Let's now show how you can set and modify some of these components using our wine dataset.

## Inspecting the dataset

One common data visualization step during machine learning analysis is to visually inspect the relationship between the features and the outcome variable, or between the features themselves.

### Feature correlation

Let's select two features of our dataset, alcohol and malic acid, and visualize how their values relate to each other using a [__scatterplot__](https://en.wikipedia.org/wiki/Scatter_plot#). 

In [None]:
# Define features to be plotted
alcohol = dataset["alcohol"]
malic_acid = dataset["malic_acid"]

# Create and show scatterplot
fig, ax = plt.subplots(figsize=(7,5))
ax.scatter(alcohol, malic_acid)
ax.set_xlabel("alcohol")
ax.set_ylabel("malic acid")
ax.set_title("Feature correlation")
plt.show()

As you can see from the code above, plots are created on top of axes by running `ax.{my_type_of_plot}`. The axes are also used to set most of the other elements of a plot. For example, we can use `ax.set_xlabel` to determine the label in the x-axis, or `ax.set_title` to add a title to the figure.

#### ✍️ Exercise

We can customize our plot in many different ways. Read the documentation of `scatter` [here](https://matplotlib.org/stable/api/_as_gen/matplotlib.pyplot.scatter.html) and change the code above so that the samples are plotted in red instead of blue. Try also changing the transparency of the dots (_hint_: you can use the argument `alpha` for this). 

Write your answer in the cell below, and press the three dots to reveal the solution.

In [None]:
#### Answer
fig, ax = plt.subplots(figsize=(7,5))
ax.scatter(alcohol, malic_acid, c="red", alpha=.2)
ax.set_xlabel("alcohol")
ax.set_ylabel("malic acid")
ax.set_title("Feature correlation")
plt.show()

### Class distribution per feature

We can also explore the relationship between our outcome variable and each feature. In the wine dataset, the outcome variable is discrete (i.e. it is a classification problem) so using a scatterplot wouldn't be the right option to illustrate this relationship. A more suitable possibility would be to use [__boxplots__](https://en.wikipedia.org/wiki/Box_plot).

In _matplotlib_, boxplots can be created with `boxplot()`. If you read the documentation [here](https://matplotlib.org/stable/api/_as_gen/matplotlib.pyplot.boxplot.html) you will notice this function takes as input an array or a sequence of vectors containing the values to be plotted in each box. Thus, for our wine example, we first need to create a list of arrays where each array contains the values of our feature (e.g. `alcohol`) per class. Let's create this list:

In [None]:
# Create list of alcohol values per class
alcohol_by_class = [
    dataset.loc[dataset["target"]==c]["alcohol"].values for c in set(dataset["target"])

## Prompt 1
According to the wine plotting tutorial, why wouldn't a scatterplot be the right option for showing the relationship between the outcome variable and each feature?
## Prompt 2
Translate this sentence from the wine plotting tutorial into French: "We can also explore the relationship between our outcome variable and each feature."
## Prompt 3
Reproduce the part of the wine plotting tutorial from "ax.scatter(alcohol, malic_acid)" up to and including "reveal the solution.".
The lines below are separate material, apart from the wine plotting tutorial.

(Stored entries)
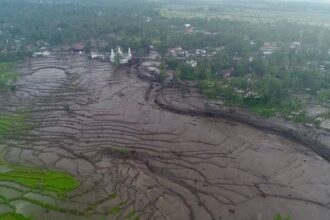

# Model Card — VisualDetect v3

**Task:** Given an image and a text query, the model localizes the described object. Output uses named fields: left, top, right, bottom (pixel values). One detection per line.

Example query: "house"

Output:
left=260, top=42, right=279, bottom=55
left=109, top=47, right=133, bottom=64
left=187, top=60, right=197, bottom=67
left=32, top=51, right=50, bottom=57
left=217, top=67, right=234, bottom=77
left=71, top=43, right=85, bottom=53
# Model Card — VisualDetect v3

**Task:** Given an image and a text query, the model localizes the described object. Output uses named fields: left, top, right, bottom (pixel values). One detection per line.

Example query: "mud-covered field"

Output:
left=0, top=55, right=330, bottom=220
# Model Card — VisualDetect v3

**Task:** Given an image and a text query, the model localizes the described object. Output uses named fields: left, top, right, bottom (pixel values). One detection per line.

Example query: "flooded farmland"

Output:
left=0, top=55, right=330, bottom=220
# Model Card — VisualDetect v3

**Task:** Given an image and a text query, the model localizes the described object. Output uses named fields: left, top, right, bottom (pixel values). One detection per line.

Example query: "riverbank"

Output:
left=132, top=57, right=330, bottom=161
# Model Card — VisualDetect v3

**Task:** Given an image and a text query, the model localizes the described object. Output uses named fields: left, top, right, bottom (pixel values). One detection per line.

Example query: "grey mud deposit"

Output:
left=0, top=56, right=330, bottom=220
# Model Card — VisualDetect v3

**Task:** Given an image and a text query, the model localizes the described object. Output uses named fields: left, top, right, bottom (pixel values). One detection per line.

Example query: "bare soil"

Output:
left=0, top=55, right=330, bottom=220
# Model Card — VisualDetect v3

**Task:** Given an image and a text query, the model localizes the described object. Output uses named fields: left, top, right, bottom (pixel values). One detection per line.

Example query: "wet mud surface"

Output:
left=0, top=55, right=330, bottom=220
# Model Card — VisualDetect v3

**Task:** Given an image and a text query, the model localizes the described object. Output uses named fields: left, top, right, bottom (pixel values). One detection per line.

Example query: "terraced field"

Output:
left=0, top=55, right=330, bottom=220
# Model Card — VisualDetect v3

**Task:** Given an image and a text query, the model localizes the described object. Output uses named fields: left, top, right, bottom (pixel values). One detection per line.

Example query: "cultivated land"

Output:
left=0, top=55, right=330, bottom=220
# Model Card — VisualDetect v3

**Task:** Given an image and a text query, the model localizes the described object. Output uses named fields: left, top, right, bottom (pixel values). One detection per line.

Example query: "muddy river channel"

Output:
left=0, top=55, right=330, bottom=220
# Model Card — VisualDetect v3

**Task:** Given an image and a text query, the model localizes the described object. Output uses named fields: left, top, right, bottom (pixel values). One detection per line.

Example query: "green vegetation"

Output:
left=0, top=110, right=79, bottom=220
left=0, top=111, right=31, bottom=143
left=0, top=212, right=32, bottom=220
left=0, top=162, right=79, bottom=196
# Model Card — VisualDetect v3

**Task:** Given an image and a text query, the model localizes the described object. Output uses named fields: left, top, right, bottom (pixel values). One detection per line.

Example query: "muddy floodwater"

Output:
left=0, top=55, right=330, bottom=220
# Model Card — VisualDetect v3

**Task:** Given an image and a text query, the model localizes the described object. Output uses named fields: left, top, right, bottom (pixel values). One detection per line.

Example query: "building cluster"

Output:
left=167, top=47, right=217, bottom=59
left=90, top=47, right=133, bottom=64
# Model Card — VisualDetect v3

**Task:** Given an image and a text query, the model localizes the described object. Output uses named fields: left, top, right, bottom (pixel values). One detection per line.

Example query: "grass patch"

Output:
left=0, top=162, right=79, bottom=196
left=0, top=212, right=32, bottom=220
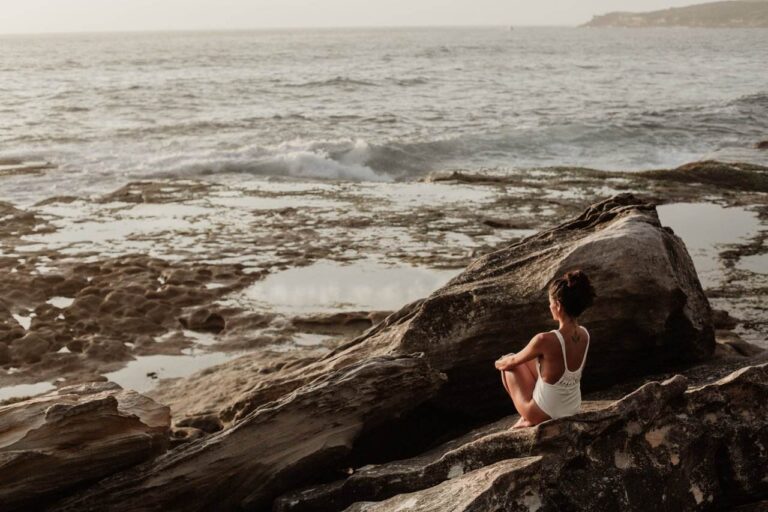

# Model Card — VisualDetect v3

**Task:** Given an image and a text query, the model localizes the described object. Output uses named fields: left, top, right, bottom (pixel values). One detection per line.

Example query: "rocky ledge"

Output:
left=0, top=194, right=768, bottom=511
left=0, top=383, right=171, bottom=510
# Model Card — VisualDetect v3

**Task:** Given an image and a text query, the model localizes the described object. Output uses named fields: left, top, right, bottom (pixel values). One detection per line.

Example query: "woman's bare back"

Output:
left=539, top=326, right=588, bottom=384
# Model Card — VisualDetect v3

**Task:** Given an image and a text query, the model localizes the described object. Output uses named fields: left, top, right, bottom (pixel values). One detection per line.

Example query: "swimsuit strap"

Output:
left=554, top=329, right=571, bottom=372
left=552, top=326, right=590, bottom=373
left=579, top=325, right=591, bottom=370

## Written response 1
Because in the wine dataset the outcome variable is discrete, meaning it is a classification problem.

## Written response 2
Nous pouvons aussi explorer la relation entre notre variable de résultat et chaque caractéristique.

## Written response 3
ax.scatter(alcohol, malic_acid)
ax.set_xlabel("alcohol")
ax.set_ylabel("malic acid")
ax.set_title("Feature correlation")
plt.show()

As you can see from the code above, plots are created on top of axes by running `ax.{my_type_of_plot}`. The axes are also used to set most of the other elements of a plot. For example, we can use `ax.set_xlabel` to determine the label in the x-axis, or `ax.set_title` to add a title to the figure.

#### ✍️ Exercise

We can customize our plot in many different ways. Read the documentation of `scatter` [here](https://matplotlib.org/stable/api/_as_gen/matplotlib.pyplot.scatter.html) and change the code above so that the samples are plotted in red instead of blue. Try also changing the transparency of the dots (_hint_: you can use the argument `alpha` for this). 

Write your answer in the cell below, and press the three dots to reveal the solution.